抽出テキスト
************
ワンチームを目指す

浅野 学生さんはよく、アサヒビールは全社がチーム一丸となって進むというイメージを持ってくださるんですが、実際にそうですね。弊社の社長も、ワンチームになろうということを言っています。今、ラグビーで話題のワンチームで恐縮ですが(笑)。チームワークを大切にする社員が多いですね

―― スポーツに協賛する機会が多いことも、そんな社風につながっているのかもしれないですね。

浅野 そうですね。今年開催の野球の「2019WBSCプレミア12」に協賛していますし、来年の東京2020オリンピック・パラリンピック競技大会も、ビールとワインのゴールドパートナーとして協賛しています。ひとつの目的に向かってがんばろうというスポーツの精神と近い風土ではありますね。ただ、上から言われてただやるというのではなく、風通しがよく、自発的に考え、行動を起こすこともできます。また、みんなでがんばっていこうという空気が強いですね。若いうちから上司に意見を言える雰囲気もあり、それが一体感を生んでいると思います。

―― (20)いちおしの福利厚生はありますか? アサヒビール飲み放題とか!

浅野 残念ながら、会社の蛇口をひねってもビールは出てこないですが(笑)、財形貯蓄や住宅手当、カフェテリアプランなど、一通りの福利厚生は整っています。社員それぞれが自分に合ったものを利用していますよ。
************
提供リスト
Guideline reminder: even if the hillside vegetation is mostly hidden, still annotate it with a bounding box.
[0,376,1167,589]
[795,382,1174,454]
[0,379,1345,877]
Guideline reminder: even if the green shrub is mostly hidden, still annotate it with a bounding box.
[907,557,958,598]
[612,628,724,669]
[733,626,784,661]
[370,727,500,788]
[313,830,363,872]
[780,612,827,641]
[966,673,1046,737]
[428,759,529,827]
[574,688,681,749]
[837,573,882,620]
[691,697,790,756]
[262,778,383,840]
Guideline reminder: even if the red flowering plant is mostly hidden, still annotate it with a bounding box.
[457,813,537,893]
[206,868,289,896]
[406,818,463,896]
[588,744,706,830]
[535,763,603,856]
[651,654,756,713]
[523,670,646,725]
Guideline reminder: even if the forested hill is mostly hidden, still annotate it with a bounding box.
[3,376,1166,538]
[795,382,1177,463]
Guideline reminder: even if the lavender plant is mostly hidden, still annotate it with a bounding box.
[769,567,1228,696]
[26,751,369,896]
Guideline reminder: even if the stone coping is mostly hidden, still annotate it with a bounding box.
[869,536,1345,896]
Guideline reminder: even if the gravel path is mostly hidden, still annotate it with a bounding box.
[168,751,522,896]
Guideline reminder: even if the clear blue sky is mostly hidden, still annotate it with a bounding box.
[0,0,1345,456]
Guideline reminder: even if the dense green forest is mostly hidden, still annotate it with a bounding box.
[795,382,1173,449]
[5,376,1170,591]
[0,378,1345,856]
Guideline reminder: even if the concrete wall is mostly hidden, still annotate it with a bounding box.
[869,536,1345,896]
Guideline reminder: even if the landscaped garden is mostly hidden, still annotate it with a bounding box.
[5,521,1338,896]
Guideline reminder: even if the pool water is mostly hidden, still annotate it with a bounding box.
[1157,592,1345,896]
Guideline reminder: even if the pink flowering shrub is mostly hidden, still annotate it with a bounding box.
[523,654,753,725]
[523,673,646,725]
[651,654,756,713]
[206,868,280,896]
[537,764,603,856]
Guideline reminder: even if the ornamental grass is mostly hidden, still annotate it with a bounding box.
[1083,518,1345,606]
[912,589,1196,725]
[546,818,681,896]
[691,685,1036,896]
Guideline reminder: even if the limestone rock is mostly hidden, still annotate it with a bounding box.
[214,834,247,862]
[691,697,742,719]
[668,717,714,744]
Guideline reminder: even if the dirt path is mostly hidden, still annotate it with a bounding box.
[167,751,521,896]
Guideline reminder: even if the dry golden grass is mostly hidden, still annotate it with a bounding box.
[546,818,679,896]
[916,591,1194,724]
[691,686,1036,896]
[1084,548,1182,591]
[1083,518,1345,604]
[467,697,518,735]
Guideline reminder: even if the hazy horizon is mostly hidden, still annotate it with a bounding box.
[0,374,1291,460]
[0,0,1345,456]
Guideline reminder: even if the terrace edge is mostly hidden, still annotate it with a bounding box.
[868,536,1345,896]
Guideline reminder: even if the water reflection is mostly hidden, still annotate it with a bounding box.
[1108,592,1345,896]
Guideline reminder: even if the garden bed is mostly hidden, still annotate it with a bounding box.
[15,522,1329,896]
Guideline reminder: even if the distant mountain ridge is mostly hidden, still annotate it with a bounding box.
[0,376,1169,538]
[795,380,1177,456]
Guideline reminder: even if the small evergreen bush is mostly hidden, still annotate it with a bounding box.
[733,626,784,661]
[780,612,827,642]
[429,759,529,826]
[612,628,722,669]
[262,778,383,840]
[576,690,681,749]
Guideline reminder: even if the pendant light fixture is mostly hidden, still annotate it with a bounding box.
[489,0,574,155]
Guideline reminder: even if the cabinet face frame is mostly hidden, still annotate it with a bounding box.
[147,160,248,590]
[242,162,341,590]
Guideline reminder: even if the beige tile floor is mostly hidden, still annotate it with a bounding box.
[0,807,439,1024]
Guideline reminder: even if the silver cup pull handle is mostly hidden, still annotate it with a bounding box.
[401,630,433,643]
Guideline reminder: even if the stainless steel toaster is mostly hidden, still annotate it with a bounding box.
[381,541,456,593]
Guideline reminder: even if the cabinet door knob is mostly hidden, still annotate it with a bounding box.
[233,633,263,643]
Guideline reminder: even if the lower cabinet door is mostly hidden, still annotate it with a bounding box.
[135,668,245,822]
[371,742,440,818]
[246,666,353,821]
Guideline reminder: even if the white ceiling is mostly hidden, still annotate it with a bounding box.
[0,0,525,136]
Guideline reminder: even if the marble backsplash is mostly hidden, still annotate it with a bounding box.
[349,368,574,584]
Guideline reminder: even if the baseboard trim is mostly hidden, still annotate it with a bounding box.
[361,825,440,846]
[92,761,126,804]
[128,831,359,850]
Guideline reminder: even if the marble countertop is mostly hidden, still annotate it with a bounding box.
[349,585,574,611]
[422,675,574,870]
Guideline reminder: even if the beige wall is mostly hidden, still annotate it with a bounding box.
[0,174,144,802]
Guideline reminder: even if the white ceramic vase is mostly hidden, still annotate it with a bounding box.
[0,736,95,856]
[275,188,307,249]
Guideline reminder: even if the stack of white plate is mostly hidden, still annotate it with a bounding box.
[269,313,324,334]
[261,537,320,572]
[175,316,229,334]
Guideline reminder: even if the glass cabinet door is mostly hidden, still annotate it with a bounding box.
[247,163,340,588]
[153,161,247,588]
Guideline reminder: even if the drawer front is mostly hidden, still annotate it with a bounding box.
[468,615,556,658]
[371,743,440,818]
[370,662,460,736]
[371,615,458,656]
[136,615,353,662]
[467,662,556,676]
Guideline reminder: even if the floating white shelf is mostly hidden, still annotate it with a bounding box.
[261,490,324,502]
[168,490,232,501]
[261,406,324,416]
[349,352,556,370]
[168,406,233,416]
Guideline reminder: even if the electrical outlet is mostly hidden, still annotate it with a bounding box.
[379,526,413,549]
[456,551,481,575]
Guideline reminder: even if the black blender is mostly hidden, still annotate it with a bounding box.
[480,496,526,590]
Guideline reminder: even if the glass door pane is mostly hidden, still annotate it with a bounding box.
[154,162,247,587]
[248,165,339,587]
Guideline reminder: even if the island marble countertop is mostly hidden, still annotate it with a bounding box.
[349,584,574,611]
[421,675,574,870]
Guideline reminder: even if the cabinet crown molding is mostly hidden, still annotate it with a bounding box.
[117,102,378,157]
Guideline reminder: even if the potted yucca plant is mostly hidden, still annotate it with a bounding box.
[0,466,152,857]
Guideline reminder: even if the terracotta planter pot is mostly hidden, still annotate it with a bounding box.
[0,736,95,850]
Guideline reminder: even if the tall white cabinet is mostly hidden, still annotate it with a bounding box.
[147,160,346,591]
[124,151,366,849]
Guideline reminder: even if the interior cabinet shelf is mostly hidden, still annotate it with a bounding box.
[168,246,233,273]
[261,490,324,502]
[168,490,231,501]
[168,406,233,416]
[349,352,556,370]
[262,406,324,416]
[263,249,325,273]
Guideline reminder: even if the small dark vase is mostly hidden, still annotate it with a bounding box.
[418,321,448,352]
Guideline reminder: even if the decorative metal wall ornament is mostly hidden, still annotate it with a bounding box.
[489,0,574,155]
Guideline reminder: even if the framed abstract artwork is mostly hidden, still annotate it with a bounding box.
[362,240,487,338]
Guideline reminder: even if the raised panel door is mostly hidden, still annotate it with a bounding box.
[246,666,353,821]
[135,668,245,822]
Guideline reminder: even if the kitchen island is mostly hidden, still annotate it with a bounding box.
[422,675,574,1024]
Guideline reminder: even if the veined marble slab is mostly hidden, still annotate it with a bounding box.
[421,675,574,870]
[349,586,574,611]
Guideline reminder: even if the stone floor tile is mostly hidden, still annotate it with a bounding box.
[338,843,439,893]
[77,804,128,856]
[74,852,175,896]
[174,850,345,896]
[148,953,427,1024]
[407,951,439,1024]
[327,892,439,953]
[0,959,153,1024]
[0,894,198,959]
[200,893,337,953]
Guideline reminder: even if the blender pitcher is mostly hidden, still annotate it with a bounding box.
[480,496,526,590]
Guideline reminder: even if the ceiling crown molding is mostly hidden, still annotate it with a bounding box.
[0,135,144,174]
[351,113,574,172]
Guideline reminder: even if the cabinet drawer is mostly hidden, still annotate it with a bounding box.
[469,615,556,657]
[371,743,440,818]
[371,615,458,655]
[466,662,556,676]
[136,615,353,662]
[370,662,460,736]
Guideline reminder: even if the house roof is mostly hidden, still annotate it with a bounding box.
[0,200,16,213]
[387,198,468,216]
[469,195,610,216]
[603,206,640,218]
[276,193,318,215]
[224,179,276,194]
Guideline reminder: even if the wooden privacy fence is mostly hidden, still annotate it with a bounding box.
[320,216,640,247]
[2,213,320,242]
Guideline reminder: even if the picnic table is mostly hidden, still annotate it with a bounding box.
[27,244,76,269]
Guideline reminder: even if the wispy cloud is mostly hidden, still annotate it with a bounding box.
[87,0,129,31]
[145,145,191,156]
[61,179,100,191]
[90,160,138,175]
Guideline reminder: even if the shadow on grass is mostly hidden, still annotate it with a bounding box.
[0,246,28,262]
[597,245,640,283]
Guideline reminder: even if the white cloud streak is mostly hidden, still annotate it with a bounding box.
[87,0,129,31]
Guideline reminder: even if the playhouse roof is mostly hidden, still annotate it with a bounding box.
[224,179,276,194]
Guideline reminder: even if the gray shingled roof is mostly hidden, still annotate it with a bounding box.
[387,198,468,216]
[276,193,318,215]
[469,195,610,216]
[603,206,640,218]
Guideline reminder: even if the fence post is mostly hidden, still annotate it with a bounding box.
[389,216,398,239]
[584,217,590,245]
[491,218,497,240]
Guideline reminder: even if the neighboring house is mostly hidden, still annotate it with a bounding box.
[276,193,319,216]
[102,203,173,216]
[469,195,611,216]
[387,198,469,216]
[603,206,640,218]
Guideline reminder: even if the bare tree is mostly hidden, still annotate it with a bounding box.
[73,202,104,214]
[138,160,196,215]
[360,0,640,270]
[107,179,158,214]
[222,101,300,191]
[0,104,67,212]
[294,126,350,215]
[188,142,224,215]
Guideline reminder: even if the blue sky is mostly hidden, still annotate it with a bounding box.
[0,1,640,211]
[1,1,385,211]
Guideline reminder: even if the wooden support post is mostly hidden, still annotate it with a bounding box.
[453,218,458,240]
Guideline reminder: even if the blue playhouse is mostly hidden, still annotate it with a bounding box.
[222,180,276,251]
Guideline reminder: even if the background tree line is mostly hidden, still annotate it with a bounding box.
************
設定課題
- 1) アサヒビールの社風を語るインタビューで、浅野さんは社内の一体感が何から生まれていると考えていますか? 一〜三文で説明してください。
- 2) 抽出テキストのうち、「浅野 学生さんはよく、アサヒ」と「ているのかもしれないですね。」の間を、両端の語句も含めてそのまま書き写してください。
ここではリストは使いません。

想定解答
- 1) 若いうちから上司に意見を言える雰囲気が社内にあり、浅野さんはそれが一体感を生んでいると考えています。

- 2)
浅野 学生さんはよく、アサヒビールは全社がチーム一丸となって進むというイメージを持ってくださるんですが、実際にそうですね。弊社の社長も、ワンチームになろうということを言っています。今、ラグビーで話題のワンチームで恐縮ですが(笑)。チームワークを大切にする社員が多いですね

―― スポーツに協賛する機会が多いことも、そんな社風につながっているのかもしれないですね。